§ Data
──────────────────────────────
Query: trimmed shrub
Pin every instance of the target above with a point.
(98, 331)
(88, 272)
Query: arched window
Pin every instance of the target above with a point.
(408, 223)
──────────────────────────────
§ Task brief
The records above need to be retyped in full, exactly as given.

§ Your solution
Query: trimmed shrub
Pin every instance of the target above with a point.
(98, 331)
(88, 272)
Query: arched window
Pin every instance of the target above with a point.
(408, 223)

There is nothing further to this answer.